Location annotation dataset excerpts:
--- begin ---
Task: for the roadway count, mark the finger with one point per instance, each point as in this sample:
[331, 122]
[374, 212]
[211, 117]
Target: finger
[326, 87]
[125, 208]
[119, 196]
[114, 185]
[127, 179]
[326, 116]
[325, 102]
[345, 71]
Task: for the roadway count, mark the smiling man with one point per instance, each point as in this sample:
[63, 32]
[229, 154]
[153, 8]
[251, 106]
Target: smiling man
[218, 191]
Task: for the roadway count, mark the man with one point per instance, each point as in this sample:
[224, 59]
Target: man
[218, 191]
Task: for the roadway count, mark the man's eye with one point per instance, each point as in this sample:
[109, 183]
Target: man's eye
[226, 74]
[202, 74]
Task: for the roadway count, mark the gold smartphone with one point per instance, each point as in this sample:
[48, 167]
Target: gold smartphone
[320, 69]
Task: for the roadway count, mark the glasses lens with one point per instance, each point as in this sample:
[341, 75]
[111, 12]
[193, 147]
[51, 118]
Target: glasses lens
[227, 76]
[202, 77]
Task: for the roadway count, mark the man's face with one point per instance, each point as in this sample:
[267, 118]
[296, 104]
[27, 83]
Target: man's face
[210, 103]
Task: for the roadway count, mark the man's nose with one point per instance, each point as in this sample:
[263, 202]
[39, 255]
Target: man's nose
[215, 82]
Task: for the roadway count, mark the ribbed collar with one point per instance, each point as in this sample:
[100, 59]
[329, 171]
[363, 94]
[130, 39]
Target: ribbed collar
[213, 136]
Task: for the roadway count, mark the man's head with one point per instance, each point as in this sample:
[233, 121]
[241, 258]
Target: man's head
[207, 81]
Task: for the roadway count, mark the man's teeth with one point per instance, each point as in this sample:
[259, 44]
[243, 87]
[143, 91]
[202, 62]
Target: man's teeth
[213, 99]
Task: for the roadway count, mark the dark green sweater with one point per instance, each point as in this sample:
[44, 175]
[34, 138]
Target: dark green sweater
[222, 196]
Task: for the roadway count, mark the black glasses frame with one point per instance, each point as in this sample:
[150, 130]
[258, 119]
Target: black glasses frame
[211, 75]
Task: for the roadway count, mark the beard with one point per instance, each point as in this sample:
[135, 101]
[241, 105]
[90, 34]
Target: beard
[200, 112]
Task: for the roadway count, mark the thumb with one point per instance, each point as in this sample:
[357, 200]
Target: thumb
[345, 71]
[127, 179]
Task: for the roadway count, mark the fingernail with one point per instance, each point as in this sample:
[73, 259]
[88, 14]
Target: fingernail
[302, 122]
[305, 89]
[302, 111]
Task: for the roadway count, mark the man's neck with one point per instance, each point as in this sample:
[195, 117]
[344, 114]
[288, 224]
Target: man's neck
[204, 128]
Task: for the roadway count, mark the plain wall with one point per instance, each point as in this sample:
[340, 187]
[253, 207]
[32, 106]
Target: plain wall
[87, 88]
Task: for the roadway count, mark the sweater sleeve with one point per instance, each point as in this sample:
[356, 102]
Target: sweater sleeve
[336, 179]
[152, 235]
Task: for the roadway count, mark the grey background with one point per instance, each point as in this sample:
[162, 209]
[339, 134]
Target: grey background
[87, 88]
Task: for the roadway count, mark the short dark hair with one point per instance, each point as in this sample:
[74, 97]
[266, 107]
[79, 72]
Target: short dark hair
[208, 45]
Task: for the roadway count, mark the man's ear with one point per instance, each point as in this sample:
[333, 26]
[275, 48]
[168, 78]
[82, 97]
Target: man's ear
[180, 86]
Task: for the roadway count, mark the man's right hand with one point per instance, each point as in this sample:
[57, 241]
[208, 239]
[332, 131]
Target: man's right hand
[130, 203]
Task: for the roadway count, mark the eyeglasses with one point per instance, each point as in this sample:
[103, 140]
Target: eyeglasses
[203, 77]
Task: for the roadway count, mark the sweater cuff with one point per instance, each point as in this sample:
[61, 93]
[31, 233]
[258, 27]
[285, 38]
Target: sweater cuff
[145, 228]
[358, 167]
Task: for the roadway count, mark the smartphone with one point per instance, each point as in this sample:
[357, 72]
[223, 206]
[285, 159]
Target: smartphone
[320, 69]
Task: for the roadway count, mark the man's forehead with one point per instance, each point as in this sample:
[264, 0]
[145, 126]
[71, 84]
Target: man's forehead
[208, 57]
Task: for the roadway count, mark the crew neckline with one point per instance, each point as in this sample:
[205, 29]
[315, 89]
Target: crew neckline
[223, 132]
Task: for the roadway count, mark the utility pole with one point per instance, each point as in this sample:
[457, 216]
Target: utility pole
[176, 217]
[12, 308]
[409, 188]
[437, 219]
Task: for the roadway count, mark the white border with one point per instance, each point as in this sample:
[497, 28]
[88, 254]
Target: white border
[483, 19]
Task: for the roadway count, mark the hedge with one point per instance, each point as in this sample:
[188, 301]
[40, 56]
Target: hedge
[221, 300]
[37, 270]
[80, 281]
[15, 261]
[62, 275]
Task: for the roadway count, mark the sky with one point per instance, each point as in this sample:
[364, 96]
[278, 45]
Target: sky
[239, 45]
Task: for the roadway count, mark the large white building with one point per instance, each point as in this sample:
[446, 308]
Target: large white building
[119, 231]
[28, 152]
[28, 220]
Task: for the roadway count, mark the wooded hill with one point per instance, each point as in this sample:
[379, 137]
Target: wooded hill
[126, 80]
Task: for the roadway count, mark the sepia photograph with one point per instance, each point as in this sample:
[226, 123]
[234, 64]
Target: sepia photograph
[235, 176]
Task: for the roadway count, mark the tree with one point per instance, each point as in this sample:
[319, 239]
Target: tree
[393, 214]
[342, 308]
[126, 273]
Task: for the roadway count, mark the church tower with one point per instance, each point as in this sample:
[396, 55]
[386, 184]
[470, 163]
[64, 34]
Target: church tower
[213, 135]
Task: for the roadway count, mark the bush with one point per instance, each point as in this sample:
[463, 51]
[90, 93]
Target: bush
--- end ---
Repeat exactly the lines starting at the line with "Task: for the roadway count, mark the sepia" and ending with the final line of the entries. Include nothing else.

#### Exercise result:
Task: for the roadway count, mark the sepia photograph with one point per instance, each point as in this sample:
[226, 123]
[234, 64]
Target: sepia photograph
[235, 176]
Task: for the roadway count, mark the tree with one point per instance, each point as in this sample:
[319, 239]
Target: tree
[393, 214]
[342, 308]
[126, 273]
Task: for the roadway count, mark the church tower with one point per instance, each point as in this sample:
[396, 55]
[386, 184]
[470, 163]
[64, 34]
Target: church tower
[213, 135]
Task: for the roadway count, mark the bush with one point per instance, each point as in this sample:
[463, 51]
[90, 93]
Target: bush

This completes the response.